— START Input —
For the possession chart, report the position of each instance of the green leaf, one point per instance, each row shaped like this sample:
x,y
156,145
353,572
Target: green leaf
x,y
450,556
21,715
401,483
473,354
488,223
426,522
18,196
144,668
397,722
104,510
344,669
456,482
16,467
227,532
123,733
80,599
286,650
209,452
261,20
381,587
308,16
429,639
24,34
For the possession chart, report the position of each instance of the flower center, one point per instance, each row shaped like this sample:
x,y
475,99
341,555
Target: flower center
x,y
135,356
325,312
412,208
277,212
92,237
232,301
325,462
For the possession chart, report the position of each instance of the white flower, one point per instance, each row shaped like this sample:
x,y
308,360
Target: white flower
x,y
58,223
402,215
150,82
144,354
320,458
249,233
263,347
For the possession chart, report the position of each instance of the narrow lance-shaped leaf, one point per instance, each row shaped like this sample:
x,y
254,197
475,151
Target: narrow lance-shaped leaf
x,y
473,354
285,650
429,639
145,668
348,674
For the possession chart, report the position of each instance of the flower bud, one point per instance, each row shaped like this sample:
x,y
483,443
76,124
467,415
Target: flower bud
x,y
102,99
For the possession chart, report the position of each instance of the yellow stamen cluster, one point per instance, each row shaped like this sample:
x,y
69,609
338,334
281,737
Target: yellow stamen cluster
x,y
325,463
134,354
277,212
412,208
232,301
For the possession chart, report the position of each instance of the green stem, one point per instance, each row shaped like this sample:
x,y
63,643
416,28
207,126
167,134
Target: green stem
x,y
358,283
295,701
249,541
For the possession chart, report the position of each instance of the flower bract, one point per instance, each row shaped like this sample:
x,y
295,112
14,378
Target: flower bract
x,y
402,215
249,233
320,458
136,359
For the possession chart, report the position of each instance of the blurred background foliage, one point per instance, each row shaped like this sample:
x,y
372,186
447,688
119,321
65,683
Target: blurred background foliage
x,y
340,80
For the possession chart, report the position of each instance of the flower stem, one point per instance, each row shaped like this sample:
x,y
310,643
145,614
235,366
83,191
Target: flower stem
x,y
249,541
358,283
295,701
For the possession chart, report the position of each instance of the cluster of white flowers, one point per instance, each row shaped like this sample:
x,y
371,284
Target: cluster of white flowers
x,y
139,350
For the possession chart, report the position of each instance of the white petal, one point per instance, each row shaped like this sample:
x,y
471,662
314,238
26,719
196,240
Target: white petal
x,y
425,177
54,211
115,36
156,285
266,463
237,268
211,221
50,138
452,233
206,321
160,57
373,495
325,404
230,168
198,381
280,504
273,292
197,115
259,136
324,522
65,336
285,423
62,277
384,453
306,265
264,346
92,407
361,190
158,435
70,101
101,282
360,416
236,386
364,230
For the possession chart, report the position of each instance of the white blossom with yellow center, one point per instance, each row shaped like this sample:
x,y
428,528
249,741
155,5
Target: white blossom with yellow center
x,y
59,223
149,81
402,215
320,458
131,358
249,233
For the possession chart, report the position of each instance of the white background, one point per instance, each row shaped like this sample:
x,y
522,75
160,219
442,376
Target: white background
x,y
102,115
— END Input —
▶ [Direction]: Can you reproduce everything in the listing above, from the line containing "the white blossom" down to the final line, with every character unchanged?

▶ [Written solution]:
For the possession chart, report the position of each instance of the white blossom with yellow center, one point per instance, each row shaped like this sample:
x,y
428,528
249,741
155,5
Target: white blossom with yellow center
x,y
59,223
149,81
402,215
320,458
131,358
249,233
For the possession chart, report the position of each instance of the white background, one point per instance, each row shaped like this sample:
x,y
522,75
160,219
442,376
Target: white background
x,y
102,115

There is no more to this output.